**Work to be completed**: Each entry below should be retyped exactly, with nothing omitted.

╭─ The records

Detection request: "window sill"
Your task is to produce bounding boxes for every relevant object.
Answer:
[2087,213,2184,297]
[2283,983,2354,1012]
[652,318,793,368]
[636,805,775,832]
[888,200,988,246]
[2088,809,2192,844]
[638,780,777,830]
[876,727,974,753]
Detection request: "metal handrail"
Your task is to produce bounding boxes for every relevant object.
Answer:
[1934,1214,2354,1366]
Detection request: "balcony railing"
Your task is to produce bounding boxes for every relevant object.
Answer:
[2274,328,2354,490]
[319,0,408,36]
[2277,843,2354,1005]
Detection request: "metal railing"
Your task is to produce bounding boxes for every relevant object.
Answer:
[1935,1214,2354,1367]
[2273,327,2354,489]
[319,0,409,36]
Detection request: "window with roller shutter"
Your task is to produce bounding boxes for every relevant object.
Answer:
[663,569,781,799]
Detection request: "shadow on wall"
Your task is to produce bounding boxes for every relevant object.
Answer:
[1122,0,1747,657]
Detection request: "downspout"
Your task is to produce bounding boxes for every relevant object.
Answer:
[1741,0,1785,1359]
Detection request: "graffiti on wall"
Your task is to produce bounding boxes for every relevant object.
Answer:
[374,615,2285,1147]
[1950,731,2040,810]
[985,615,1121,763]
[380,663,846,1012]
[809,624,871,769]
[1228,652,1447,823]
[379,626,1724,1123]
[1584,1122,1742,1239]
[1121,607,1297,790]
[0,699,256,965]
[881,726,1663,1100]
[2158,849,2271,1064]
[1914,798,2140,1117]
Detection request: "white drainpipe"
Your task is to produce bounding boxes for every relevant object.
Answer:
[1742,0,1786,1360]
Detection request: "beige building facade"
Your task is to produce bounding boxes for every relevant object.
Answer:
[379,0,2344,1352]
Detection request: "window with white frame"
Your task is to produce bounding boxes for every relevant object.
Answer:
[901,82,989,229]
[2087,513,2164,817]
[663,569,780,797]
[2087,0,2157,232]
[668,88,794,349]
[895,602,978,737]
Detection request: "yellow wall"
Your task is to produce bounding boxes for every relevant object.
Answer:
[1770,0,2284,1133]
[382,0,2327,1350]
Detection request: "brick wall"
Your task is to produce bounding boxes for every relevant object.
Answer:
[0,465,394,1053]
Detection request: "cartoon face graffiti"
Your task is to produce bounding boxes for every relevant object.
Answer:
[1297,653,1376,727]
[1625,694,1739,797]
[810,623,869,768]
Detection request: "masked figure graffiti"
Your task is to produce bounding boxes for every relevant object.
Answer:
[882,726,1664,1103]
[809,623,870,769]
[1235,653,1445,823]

╰─

**Result of this task**:
Detection request: "window sill"
Your task is to produce bounding boxes for every relevant object.
Answer:
[2087,213,2184,297]
[2283,983,2354,1012]
[652,318,793,368]
[636,805,775,832]
[888,200,988,246]
[2088,809,2192,844]
[638,780,777,830]
[876,727,974,753]
Detection request: "metal handrail"
Your task is to produce bounding boxes for every relevant object.
Answer:
[1934,1214,2354,1366]
Detection request: "balcony railing"
Your task is to produce bounding boxes for every relevant object.
Answer:
[2274,328,2354,490]
[319,0,408,36]
[2277,843,2354,1005]
Detection request: "metal railing"
Your task is to produce bounding boxes for every relevant object.
Answer:
[1935,1214,2354,1367]
[2273,327,2354,489]
[319,0,409,36]
Detection request: "window with roller shutter"
Your task is to produce bounding boxes for every relevant object.
Answer:
[663,569,781,799]
Detection request: "shadow on wall"
Your task is to produce bounding boxes for every relevant object.
Answer:
[1122,0,1747,657]
Detection request: "downspout"
Your task is to produce bounding boxes for every relevant object.
Answer:
[1741,0,1785,1359]
Detection request: "graffiti on wall"
Your task is to produce bounding boxes for every relevant object.
Answer:
[374,615,2285,1147]
[1950,731,2040,810]
[985,615,1121,763]
[380,663,846,1012]
[809,624,871,769]
[1228,652,1447,823]
[379,626,1724,1123]
[1584,1122,1742,1239]
[1121,607,1297,790]
[0,699,256,965]
[881,726,1663,1100]
[2158,849,2271,1064]
[1914,798,2140,1117]
Detection request: "white drainpipe"
Your task is to produce bounding boxes for every relevant object.
Answer:
[1742,0,1786,1360]
Detection request: "beige building facade"
Your task is to produce bounding boxes for every relevant object.
Answer:
[379,0,2344,1352]
Detection request: "window with white frame"
Your task is to produce bounding boxes for every relevant object.
Answer:
[901,82,989,229]
[2087,513,2164,817]
[663,569,780,797]
[2087,0,2157,232]
[668,88,794,349]
[895,602,978,737]
Detection request: "yellow wall"
Your task is to produce bounding boxes for every relevant object.
Answer:
[1770,0,2284,1133]
[382,0,2327,1350]
Detection request: "brick wall"
Your task is to produce bounding boxes for every relevant object.
Answer:
[0,465,394,1053]
Detection request: "cartoon face graffiti"
Your task is to produce bounding boxes for every relevant object.
Answer:
[1297,653,1376,727]
[1625,694,1739,797]
[810,623,869,768]
Detection request: "masked figure graffiti"
Your task is to produce bounding boxes for every relevant object.
Answer:
[882,726,1664,1103]
[809,623,870,769]
[1235,653,1445,823]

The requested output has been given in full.